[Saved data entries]
- - -

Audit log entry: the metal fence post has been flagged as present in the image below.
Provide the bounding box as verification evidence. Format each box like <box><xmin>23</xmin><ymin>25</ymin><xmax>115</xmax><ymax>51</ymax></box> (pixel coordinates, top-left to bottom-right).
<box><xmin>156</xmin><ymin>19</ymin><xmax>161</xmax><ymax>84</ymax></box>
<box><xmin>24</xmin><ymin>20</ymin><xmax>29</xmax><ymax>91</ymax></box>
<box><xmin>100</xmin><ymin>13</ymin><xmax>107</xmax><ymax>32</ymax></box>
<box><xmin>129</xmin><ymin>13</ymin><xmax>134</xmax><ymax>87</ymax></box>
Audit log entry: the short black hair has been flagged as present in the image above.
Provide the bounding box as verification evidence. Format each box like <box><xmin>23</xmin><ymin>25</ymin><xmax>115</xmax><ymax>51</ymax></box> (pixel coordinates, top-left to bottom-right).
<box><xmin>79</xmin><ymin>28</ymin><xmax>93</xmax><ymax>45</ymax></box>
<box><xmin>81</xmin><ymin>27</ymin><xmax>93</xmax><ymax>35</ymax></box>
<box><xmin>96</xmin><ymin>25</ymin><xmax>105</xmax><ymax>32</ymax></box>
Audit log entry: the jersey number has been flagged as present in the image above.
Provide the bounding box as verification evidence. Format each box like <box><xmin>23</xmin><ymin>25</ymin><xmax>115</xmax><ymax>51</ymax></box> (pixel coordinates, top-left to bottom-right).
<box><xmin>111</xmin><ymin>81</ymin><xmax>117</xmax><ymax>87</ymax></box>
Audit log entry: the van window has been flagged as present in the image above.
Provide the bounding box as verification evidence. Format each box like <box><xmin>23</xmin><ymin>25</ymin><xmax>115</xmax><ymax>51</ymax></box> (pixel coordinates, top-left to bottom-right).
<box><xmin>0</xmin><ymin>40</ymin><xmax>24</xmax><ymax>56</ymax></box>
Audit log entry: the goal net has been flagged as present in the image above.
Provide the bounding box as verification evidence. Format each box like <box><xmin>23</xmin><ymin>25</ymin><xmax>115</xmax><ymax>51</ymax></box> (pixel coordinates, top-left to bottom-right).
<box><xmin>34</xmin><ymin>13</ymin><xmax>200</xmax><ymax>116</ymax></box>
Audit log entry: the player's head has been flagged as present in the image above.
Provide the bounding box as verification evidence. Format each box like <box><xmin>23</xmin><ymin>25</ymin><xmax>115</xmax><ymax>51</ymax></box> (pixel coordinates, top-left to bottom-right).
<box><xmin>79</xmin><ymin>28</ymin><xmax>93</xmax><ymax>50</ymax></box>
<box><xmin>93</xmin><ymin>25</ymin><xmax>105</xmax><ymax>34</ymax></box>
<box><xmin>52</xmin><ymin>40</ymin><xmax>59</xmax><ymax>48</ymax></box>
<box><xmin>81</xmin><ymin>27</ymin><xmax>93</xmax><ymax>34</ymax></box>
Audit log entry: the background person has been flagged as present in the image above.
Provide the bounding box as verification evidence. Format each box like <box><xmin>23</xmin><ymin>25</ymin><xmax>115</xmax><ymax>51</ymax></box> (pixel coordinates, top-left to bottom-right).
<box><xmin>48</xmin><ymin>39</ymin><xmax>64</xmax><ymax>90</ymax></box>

- - -

_What needs to be done:_ Once the records end, copy them all again exactly.

_Written response:_
Audit log entry: the metal fence post has been flagged as present in the image below.
Provide the bounding box as verification evidence. Format each box like <box><xmin>23</xmin><ymin>25</ymin><xmax>115</xmax><ymax>51</ymax></box> (pixel coordinates, top-left to bottom-right).
<box><xmin>156</xmin><ymin>19</ymin><xmax>161</xmax><ymax>84</ymax></box>
<box><xmin>24</xmin><ymin>20</ymin><xmax>29</xmax><ymax>91</ymax></box>
<box><xmin>100</xmin><ymin>13</ymin><xmax>107</xmax><ymax>32</ymax></box>
<box><xmin>129</xmin><ymin>13</ymin><xmax>134</xmax><ymax>87</ymax></box>
Audit log entry: the short black hair has been flagged as present in the image above.
Provide the bounding box as verification evidence. Format each box like <box><xmin>23</xmin><ymin>25</ymin><xmax>115</xmax><ymax>51</ymax></box> (pixel coordinates, top-left to bottom-right).
<box><xmin>79</xmin><ymin>28</ymin><xmax>93</xmax><ymax>45</ymax></box>
<box><xmin>81</xmin><ymin>27</ymin><xmax>93</xmax><ymax>35</ymax></box>
<box><xmin>96</xmin><ymin>25</ymin><xmax>105</xmax><ymax>32</ymax></box>
Audit log entry: the jersey number has been flagged as present in the image above.
Provide the bounding box as verification evidence. Format each box like <box><xmin>23</xmin><ymin>25</ymin><xmax>115</xmax><ymax>51</ymax></box> (pixel coordinates, top-left to bottom-right).
<box><xmin>111</xmin><ymin>81</ymin><xmax>117</xmax><ymax>87</ymax></box>
Audit log entry: the van window has been flagged as present in the image above.
Provide the bounding box as verification evidence. Format each box like <box><xmin>23</xmin><ymin>25</ymin><xmax>115</xmax><ymax>51</ymax></box> (pixel coordinates, top-left to bottom-right).
<box><xmin>0</xmin><ymin>40</ymin><xmax>24</xmax><ymax>56</ymax></box>
Audit log entry: the goal net has been flagged as present in the image above.
Provide the bounding box as verification evidence. Format each box like <box><xmin>23</xmin><ymin>25</ymin><xmax>115</xmax><ymax>51</ymax></box> (pixel coordinates, top-left to bottom-right).
<box><xmin>34</xmin><ymin>13</ymin><xmax>200</xmax><ymax>116</ymax></box>
Audit log entry: the player's head has been flagged as present in the image above.
Provide the bounding box as verification evidence. Format each box like <box><xmin>23</xmin><ymin>25</ymin><xmax>115</xmax><ymax>51</ymax></box> (pixel coordinates, top-left to bottom-right).
<box><xmin>79</xmin><ymin>28</ymin><xmax>93</xmax><ymax>50</ymax></box>
<box><xmin>93</xmin><ymin>25</ymin><xmax>105</xmax><ymax>34</ymax></box>
<box><xmin>52</xmin><ymin>40</ymin><xmax>59</xmax><ymax>48</ymax></box>
<box><xmin>81</xmin><ymin>27</ymin><xmax>93</xmax><ymax>34</ymax></box>
Audit log entry: the background person has been flagged as present in the image above.
Provide the bounding box as verification evidence. Format each box like <box><xmin>23</xmin><ymin>25</ymin><xmax>115</xmax><ymax>51</ymax></box> (pixel coordinates, top-left to bottom-right).
<box><xmin>48</xmin><ymin>39</ymin><xmax>64</xmax><ymax>90</ymax></box>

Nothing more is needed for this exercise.